◆ ARBEITSAUFTRAG: Kannst du aus dem Interview über Wachstum alles von „1. Brauchen wir“ bis hinunter zu „machen auch glücklich?“ Wort für Wort abtippen?

◆ ZITIERTER AUSZUG:
= = = = = = =

03. September 2021

„Körperliches Wachstum ist begrenzt, mentales Wachstum ist unbegrenzt“

5 Fragen an Karin Frick

1. Brauchen wir Menschen Wachstum, um vorwärts zu kommen?
Ja und nein. Körperliches Wachstum ist begrenzt, doch mentales Wachstum ist unbegrenzt. In einer Welt mit limitierten Ressourcen ist kein unbegrenztes materielles Wachstum möglich. Es geht heute aber nicht darum stehen zu bleiben, sondern darum, dass wir mental über uns hinauswachsen und lernen, wie man aus weniger mehr machen kann.

2. Für viele hängt das Glück von einem eigenen Wohnheim ab. Und doch wird dieses Ziel aufgrund der steigenden Immobilienpreise immer schwieriger zu erreichen. Welche Alternativen Wohnformen machen auch glücklich?

= = = = = = =

Daten zu Referenzausdrücken
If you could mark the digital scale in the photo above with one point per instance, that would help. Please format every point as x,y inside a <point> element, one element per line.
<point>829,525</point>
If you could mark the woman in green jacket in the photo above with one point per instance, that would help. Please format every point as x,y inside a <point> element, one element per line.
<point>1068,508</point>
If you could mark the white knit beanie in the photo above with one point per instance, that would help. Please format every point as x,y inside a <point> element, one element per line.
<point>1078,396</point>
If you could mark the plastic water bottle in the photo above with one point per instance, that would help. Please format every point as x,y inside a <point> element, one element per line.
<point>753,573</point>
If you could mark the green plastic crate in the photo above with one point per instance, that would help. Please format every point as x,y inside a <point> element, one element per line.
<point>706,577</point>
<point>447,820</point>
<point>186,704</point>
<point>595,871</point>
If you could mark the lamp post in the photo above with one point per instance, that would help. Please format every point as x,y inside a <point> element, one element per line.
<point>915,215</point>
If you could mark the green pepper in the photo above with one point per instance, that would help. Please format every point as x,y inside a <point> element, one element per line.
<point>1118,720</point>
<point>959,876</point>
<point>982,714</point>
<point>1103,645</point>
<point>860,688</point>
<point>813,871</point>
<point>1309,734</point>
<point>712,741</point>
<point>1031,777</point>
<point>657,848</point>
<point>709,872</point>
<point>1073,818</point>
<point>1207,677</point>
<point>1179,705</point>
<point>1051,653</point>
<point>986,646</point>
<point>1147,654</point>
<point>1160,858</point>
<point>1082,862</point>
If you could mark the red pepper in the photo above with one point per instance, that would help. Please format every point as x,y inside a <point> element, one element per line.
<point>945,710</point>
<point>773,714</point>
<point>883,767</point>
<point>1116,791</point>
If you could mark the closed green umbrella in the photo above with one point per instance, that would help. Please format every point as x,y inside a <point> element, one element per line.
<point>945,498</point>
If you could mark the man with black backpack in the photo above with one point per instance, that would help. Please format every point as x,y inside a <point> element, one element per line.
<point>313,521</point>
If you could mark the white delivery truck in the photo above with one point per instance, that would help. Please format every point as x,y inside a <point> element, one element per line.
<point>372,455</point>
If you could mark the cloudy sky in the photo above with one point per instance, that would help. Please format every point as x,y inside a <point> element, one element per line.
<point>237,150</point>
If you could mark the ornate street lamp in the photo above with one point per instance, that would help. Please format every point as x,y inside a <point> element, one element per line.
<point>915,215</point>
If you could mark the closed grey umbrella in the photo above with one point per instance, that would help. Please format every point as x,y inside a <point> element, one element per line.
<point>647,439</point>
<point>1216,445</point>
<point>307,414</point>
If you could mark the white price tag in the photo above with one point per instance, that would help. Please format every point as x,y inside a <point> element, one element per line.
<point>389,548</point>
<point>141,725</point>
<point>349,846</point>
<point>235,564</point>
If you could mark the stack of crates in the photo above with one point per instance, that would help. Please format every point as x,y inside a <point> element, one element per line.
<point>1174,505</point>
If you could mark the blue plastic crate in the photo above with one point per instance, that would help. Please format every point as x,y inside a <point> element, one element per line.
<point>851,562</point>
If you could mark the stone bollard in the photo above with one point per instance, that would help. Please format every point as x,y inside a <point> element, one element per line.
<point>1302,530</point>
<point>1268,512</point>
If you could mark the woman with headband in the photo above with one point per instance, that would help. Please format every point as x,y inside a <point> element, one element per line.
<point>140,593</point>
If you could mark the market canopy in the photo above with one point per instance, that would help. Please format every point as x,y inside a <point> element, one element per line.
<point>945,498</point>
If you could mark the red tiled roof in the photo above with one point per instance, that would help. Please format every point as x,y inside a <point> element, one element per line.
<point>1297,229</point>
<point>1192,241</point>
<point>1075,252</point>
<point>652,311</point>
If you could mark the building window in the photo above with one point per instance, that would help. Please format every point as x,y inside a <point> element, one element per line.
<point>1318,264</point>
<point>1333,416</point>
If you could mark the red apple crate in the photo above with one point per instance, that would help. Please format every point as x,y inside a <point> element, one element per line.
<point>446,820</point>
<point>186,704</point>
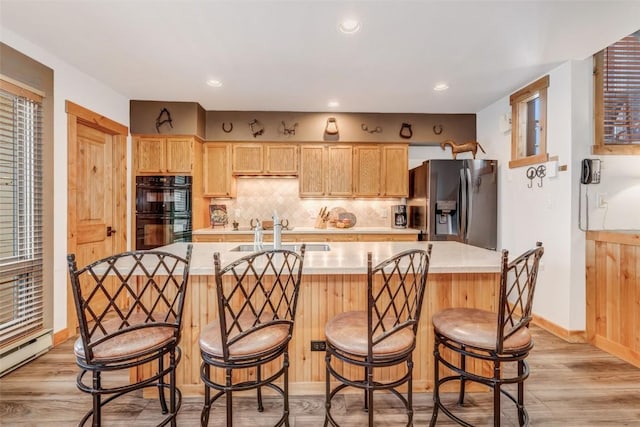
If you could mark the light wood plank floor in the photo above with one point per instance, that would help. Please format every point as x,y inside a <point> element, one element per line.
<point>570,385</point>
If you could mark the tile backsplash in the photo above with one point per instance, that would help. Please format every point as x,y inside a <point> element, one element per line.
<point>259,197</point>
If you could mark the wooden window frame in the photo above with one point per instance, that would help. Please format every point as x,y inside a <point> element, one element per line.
<point>599,146</point>
<point>538,87</point>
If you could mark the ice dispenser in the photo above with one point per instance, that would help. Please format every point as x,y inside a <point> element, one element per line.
<point>446,217</point>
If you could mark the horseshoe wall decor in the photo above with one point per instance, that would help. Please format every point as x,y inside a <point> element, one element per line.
<point>225,129</point>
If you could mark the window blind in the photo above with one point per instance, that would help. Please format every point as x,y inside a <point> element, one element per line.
<point>621,91</point>
<point>21,244</point>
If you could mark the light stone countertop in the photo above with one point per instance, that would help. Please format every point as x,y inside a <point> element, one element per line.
<point>351,257</point>
<point>310,230</point>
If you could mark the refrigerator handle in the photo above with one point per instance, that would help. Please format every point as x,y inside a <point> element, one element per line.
<point>469,202</point>
<point>462,206</point>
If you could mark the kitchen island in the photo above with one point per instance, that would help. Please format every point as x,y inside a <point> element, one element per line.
<point>309,234</point>
<point>335,281</point>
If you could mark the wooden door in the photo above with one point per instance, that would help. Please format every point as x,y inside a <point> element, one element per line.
<point>340,170</point>
<point>312,170</point>
<point>395,170</point>
<point>367,174</point>
<point>179,155</point>
<point>96,191</point>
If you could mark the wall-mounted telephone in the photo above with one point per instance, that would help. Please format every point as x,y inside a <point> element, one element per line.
<point>590,171</point>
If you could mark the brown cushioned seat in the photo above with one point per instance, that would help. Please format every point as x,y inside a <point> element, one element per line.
<point>477,328</point>
<point>128,344</point>
<point>348,332</point>
<point>258,341</point>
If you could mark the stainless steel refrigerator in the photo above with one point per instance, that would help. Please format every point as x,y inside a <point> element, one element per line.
<point>455,200</point>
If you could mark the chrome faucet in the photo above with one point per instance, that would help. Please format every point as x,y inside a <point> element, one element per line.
<point>257,236</point>
<point>277,231</point>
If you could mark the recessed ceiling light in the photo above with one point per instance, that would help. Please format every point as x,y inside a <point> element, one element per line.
<point>349,26</point>
<point>440,87</point>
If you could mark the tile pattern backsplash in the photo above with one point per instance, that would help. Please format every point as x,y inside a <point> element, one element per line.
<point>258,197</point>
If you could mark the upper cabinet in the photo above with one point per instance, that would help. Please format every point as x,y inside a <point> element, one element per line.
<point>217,178</point>
<point>326,170</point>
<point>264,159</point>
<point>395,170</point>
<point>164,155</point>
<point>381,171</point>
<point>347,170</point>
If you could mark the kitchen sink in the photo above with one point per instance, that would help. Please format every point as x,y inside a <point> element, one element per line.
<point>296,248</point>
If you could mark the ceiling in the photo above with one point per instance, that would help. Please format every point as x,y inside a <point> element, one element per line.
<point>289,55</point>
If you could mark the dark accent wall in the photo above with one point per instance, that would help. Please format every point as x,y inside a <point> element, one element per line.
<point>191,119</point>
<point>187,118</point>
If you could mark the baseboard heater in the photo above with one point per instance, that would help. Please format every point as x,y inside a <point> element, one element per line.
<point>25,352</point>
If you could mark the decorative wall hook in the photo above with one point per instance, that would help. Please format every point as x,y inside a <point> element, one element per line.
<point>332,126</point>
<point>225,129</point>
<point>531,173</point>
<point>163,117</point>
<point>288,130</point>
<point>405,131</point>
<point>256,127</point>
<point>365,128</point>
<point>541,172</point>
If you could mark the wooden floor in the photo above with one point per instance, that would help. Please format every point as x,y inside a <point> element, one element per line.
<point>570,385</point>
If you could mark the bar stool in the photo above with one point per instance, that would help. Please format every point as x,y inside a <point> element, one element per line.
<point>499,338</point>
<point>382,336</point>
<point>129,308</point>
<point>257,297</point>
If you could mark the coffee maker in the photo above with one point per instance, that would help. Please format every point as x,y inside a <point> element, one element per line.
<point>399,216</point>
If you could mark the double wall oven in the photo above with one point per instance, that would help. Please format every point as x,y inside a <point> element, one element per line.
<point>163,210</point>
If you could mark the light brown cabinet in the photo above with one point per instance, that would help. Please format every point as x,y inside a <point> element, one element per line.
<point>164,155</point>
<point>309,237</point>
<point>381,171</point>
<point>216,176</point>
<point>264,159</point>
<point>395,170</point>
<point>326,170</point>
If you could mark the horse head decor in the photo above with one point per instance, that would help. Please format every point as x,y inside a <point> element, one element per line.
<point>462,148</point>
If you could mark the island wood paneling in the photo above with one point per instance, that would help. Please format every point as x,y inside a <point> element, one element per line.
<point>613,293</point>
<point>322,297</point>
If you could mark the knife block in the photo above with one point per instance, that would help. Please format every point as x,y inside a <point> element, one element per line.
<point>320,223</point>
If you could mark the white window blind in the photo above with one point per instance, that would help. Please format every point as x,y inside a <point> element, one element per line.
<point>21,245</point>
<point>621,91</point>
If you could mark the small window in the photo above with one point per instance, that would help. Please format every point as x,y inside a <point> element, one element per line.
<point>529,124</point>
<point>617,97</point>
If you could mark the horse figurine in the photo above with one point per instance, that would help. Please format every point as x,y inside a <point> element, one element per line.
<point>462,148</point>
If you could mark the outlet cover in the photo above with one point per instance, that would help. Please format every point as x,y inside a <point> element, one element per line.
<point>318,346</point>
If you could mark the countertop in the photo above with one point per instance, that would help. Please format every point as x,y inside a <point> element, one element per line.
<point>351,257</point>
<point>624,237</point>
<point>311,230</point>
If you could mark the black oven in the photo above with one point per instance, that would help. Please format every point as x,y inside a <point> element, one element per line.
<point>163,210</point>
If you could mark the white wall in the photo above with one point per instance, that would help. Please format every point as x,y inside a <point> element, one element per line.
<point>550,213</point>
<point>73,85</point>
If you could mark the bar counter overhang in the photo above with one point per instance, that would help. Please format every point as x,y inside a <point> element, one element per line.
<point>335,281</point>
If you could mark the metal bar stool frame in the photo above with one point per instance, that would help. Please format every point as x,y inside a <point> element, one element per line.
<point>264,298</point>
<point>393,312</point>
<point>512,339</point>
<point>145,307</point>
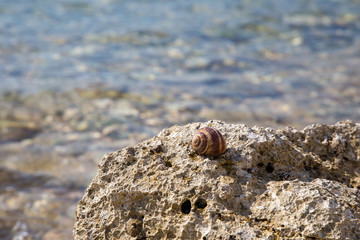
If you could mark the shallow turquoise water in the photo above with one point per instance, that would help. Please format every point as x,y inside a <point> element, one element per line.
<point>81,78</point>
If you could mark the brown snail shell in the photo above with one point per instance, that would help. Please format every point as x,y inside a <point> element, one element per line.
<point>208,141</point>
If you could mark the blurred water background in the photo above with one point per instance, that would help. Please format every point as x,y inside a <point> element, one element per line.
<point>81,78</point>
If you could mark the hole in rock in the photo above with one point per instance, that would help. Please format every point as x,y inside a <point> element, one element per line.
<point>270,168</point>
<point>200,203</point>
<point>186,207</point>
<point>260,164</point>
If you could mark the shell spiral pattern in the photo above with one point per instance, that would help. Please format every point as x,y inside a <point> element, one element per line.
<point>208,141</point>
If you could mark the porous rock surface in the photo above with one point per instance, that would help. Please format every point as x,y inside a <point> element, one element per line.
<point>285,184</point>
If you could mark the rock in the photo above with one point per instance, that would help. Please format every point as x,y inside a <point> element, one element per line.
<point>267,185</point>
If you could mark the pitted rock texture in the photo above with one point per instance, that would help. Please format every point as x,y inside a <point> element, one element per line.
<point>285,184</point>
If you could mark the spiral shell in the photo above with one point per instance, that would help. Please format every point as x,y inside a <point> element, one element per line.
<point>208,141</point>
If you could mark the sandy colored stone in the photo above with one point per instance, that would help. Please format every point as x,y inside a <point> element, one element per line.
<point>286,184</point>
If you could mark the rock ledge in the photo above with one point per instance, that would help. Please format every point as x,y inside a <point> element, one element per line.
<point>267,185</point>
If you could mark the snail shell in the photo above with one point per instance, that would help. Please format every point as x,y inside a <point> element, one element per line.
<point>208,141</point>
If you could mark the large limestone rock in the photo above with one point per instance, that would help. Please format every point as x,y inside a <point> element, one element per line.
<point>285,184</point>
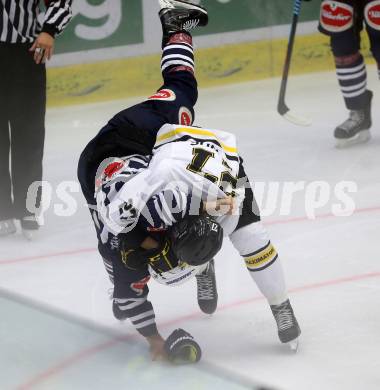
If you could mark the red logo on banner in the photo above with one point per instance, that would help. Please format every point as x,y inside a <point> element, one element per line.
<point>164,94</point>
<point>185,117</point>
<point>138,287</point>
<point>372,14</point>
<point>336,16</point>
<point>113,168</point>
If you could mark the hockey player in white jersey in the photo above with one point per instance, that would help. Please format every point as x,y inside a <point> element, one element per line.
<point>162,213</point>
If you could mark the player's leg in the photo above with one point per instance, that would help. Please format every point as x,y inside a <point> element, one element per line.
<point>207,292</point>
<point>372,20</point>
<point>28,133</point>
<point>342,21</point>
<point>130,295</point>
<point>252,241</point>
<point>134,129</point>
<point>175,99</point>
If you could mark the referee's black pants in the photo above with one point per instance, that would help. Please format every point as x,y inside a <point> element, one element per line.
<point>22,128</point>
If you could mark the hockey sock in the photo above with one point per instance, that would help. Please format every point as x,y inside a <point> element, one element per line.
<point>178,54</point>
<point>262,261</point>
<point>352,77</point>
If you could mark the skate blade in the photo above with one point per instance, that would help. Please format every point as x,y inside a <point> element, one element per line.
<point>293,345</point>
<point>361,137</point>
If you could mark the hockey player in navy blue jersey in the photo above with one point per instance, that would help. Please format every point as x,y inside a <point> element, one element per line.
<point>147,177</point>
<point>343,21</point>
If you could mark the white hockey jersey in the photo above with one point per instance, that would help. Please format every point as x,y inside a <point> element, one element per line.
<point>189,164</point>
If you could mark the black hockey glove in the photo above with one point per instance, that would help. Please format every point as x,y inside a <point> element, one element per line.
<point>181,348</point>
<point>161,259</point>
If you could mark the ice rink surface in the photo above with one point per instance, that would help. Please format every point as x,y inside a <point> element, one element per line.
<point>57,330</point>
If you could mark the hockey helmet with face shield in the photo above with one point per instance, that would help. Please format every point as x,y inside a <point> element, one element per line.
<point>191,244</point>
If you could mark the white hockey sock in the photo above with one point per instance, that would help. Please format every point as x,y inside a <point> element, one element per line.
<point>261,258</point>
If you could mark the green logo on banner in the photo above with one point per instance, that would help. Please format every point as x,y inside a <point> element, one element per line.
<point>98,24</point>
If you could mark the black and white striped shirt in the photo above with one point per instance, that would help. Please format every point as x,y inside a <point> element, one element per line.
<point>19,19</point>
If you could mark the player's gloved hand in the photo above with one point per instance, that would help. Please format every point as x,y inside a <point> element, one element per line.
<point>181,348</point>
<point>161,258</point>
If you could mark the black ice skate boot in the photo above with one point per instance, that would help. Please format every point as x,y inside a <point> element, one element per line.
<point>206,289</point>
<point>7,227</point>
<point>178,16</point>
<point>287,325</point>
<point>356,128</point>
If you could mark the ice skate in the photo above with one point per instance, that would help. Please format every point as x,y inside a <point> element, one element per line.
<point>356,128</point>
<point>206,289</point>
<point>30,227</point>
<point>177,16</point>
<point>7,227</point>
<point>288,328</point>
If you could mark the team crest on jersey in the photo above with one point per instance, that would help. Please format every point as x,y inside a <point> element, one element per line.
<point>128,214</point>
<point>372,14</point>
<point>107,170</point>
<point>336,16</point>
<point>138,287</point>
<point>164,94</point>
<point>185,116</point>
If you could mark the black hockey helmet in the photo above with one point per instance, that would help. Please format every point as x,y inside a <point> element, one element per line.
<point>196,239</point>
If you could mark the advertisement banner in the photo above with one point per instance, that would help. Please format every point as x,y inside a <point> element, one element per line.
<point>99,24</point>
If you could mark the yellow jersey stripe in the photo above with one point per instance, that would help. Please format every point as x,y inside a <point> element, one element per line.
<point>186,130</point>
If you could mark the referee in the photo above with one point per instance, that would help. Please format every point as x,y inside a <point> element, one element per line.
<point>25,45</point>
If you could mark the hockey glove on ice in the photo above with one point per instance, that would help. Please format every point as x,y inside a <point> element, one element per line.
<point>181,348</point>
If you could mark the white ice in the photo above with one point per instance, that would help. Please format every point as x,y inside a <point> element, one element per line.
<point>332,264</point>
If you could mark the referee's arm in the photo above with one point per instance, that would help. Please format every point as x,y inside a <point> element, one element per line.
<point>57,16</point>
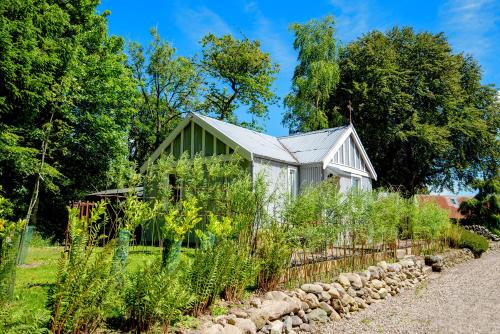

= = = = = = =

◆ SCHRIFTLICHE LÖSUNG:
1. Brauchen wir Menschen Wachstum, um vorwärts zu kommen?
Ja und nein. Körperliches Wachstum ist begrenzt, doch mentales Wachstum ist unbegrenzt. In einer Welt mit limitierten Ressourcen ist kein unbegrenztes materielles Wachstum möglich. Es geht heute aber nicht darum stehen zu bleiben, sondern darum, dass wir mental über uns hinauswachsen und lernen, wie man aus weniger mehr machen kann.

2. Für viele hängt das Glück von einem eigenen Wohnheim ab. Und doch wird dieses Ziel aufgrund der steigenden Immobilienpreise immer schwieriger zu erreichen. Welche Alternativen Wohnformen machen auch glücklich?